_Direction_
Edit the data from its first line through the line containing "M132 80L131 80L131", inclusive, so that "bare branch" becomes "leafless branch" and nothing else changes. Give back only those lines.
═══ Raw data
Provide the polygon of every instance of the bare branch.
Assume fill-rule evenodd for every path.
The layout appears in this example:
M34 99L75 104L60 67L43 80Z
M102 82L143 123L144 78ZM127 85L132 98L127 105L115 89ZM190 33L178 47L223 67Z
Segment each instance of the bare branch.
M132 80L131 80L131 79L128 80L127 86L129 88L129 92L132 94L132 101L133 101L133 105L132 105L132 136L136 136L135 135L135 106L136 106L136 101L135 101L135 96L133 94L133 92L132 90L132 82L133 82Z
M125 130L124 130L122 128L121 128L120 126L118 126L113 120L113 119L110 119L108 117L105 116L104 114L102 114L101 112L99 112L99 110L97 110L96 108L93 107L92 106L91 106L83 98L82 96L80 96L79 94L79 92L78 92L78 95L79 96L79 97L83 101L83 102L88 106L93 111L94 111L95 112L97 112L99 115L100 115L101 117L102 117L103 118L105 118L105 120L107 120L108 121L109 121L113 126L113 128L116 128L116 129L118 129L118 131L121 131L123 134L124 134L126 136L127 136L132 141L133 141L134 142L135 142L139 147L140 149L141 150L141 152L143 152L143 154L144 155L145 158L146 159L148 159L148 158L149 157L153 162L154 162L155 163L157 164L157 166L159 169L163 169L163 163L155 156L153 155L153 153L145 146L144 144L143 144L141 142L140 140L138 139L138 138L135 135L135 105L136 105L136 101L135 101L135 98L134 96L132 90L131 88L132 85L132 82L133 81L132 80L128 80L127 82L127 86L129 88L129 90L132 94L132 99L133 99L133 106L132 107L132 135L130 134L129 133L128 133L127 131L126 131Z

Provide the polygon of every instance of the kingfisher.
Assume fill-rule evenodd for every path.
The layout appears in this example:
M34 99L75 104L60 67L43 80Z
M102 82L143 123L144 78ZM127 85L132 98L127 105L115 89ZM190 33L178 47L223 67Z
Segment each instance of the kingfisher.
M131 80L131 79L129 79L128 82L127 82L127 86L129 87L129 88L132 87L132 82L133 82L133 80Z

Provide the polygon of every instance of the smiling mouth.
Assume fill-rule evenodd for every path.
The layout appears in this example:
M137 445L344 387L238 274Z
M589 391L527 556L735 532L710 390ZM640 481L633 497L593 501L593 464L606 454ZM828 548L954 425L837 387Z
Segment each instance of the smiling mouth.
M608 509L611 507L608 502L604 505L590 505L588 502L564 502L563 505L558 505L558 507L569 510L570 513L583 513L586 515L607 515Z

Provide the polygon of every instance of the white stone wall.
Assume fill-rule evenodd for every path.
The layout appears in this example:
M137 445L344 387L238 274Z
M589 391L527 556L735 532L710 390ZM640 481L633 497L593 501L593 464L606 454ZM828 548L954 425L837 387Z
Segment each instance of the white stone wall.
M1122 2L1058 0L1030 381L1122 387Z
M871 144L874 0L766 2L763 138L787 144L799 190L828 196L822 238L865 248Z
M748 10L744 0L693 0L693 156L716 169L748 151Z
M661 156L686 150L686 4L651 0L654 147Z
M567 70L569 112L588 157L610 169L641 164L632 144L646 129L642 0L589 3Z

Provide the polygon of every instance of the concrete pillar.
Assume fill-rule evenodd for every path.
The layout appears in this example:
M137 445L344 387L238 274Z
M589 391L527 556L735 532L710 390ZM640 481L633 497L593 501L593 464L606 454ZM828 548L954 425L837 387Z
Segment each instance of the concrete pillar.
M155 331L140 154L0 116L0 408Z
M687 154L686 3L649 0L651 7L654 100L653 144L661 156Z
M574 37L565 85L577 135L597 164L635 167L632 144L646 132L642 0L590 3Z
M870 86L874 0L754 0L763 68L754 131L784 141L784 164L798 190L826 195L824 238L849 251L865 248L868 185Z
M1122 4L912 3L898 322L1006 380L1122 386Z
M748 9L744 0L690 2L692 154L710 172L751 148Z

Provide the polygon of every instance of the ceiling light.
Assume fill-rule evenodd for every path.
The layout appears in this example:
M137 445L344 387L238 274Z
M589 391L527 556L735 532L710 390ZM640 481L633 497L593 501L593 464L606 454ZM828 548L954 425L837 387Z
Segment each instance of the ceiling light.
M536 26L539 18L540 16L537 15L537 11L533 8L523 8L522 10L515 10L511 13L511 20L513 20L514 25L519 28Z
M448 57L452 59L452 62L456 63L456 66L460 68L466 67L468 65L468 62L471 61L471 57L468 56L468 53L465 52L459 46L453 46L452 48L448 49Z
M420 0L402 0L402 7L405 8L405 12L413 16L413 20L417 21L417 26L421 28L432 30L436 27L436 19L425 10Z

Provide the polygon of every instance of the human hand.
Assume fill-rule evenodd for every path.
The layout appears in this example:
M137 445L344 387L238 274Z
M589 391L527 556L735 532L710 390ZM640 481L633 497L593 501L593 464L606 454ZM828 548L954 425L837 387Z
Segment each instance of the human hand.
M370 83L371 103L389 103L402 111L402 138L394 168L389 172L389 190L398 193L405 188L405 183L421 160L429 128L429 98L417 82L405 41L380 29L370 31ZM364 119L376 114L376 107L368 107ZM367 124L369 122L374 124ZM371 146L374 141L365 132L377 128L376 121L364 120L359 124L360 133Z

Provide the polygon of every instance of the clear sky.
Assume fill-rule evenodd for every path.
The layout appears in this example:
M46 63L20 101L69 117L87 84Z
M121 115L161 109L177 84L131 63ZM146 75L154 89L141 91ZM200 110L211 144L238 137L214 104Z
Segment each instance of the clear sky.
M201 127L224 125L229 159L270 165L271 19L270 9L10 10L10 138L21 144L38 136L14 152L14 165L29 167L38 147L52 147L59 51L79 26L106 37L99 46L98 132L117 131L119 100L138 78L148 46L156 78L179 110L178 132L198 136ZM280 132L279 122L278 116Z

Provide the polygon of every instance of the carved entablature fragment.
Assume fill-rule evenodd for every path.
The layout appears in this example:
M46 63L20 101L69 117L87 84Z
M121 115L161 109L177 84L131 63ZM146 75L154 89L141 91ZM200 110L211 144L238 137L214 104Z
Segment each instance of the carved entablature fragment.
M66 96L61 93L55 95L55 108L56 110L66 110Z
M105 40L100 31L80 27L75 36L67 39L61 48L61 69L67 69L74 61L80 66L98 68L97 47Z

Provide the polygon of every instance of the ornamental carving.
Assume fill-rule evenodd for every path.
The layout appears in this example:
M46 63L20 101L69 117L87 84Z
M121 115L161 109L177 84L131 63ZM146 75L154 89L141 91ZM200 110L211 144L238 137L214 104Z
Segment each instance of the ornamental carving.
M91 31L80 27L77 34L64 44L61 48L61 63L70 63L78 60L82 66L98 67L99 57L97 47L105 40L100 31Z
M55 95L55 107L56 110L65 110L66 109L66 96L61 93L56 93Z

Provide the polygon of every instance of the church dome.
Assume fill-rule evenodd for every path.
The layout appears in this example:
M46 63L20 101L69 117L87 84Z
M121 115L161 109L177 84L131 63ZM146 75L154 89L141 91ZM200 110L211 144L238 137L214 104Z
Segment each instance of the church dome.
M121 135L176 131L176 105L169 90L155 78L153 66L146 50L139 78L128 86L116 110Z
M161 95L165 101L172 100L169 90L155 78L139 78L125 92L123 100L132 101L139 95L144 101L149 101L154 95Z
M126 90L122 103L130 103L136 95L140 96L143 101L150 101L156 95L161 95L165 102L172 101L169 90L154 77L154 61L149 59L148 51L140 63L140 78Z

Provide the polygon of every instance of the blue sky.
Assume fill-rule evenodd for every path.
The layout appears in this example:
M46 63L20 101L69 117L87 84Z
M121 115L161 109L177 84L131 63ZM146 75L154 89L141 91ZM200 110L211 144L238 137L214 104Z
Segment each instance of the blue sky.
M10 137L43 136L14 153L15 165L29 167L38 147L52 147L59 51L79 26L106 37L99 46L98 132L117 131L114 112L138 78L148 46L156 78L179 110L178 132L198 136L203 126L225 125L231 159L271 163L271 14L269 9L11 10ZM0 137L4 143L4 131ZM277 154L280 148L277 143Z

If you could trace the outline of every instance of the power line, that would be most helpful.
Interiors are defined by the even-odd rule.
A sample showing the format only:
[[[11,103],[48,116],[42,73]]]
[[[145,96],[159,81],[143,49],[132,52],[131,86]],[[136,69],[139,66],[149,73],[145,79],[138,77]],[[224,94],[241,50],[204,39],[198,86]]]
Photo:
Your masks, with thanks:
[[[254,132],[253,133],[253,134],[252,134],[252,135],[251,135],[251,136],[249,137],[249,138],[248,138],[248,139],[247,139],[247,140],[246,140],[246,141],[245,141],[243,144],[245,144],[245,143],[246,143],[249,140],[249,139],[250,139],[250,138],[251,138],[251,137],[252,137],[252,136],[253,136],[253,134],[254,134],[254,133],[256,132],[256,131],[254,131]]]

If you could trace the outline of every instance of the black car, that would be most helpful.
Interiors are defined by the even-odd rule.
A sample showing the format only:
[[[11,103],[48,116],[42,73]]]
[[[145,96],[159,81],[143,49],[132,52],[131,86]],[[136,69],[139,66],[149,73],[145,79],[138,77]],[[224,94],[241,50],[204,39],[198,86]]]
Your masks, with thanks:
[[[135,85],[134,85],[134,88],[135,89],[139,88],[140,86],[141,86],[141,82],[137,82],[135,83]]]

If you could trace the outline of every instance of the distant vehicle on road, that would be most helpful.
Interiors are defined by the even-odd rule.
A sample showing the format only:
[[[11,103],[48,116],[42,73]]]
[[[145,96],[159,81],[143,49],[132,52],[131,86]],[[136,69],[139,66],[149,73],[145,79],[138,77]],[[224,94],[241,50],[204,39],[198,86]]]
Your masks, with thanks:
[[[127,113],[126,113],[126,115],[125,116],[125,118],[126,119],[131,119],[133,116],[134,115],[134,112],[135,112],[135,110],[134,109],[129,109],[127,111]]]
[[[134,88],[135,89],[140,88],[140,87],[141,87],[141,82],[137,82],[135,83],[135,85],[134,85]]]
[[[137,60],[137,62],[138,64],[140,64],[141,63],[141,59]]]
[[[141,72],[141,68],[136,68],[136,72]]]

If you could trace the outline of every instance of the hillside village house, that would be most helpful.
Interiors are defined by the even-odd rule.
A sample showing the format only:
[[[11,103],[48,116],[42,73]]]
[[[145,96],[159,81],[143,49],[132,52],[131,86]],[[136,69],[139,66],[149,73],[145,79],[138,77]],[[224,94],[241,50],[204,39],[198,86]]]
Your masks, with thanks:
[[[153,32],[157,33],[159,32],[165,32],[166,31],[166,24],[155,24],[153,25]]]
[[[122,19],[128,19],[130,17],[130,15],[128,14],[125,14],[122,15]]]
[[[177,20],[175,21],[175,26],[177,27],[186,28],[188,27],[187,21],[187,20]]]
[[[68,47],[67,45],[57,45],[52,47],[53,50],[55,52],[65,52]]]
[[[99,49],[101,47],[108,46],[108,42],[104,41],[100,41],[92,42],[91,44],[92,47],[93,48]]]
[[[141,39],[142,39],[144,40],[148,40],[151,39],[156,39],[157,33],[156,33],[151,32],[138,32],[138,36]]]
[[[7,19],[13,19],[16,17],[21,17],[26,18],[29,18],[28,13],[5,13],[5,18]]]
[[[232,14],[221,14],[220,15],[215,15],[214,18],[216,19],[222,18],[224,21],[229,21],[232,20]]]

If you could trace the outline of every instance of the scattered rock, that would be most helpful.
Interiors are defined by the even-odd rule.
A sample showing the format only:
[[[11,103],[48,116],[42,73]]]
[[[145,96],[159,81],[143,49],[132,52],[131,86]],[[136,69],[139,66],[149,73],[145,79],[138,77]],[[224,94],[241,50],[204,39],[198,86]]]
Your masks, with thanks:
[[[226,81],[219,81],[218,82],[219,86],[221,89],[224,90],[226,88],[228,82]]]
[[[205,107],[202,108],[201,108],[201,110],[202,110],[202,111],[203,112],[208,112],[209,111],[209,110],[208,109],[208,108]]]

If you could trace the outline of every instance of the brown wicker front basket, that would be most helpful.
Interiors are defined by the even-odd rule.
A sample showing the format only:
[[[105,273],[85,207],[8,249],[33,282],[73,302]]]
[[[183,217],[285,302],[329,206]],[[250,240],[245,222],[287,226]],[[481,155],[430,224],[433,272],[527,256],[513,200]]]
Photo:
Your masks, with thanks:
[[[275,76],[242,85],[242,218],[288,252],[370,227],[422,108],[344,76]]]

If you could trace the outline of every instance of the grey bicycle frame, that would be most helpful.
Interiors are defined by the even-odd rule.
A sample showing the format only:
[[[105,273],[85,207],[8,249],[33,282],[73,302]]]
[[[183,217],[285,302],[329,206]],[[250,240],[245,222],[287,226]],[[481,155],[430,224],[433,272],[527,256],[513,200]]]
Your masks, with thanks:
══════
_Answer to the problem_
Provide the polygon of every instance of the leafless branch.
Assume fill-rule evenodd for every path.
The layout appears in this example:
M34 99L75 104L60 67L43 80Z
M102 82L143 123L144 78ZM127 85L132 98L127 105L115 89ZM190 33L178 47L223 67Z
Segment each instance of the leafless branch.
M132 80L131 80L131 79L128 80L127 86L129 88L129 92L132 94L132 101L133 101L133 105L132 105L132 136L136 136L135 135L135 106L136 106L136 101L135 101L135 96L133 94L133 92L132 90L132 82L133 82Z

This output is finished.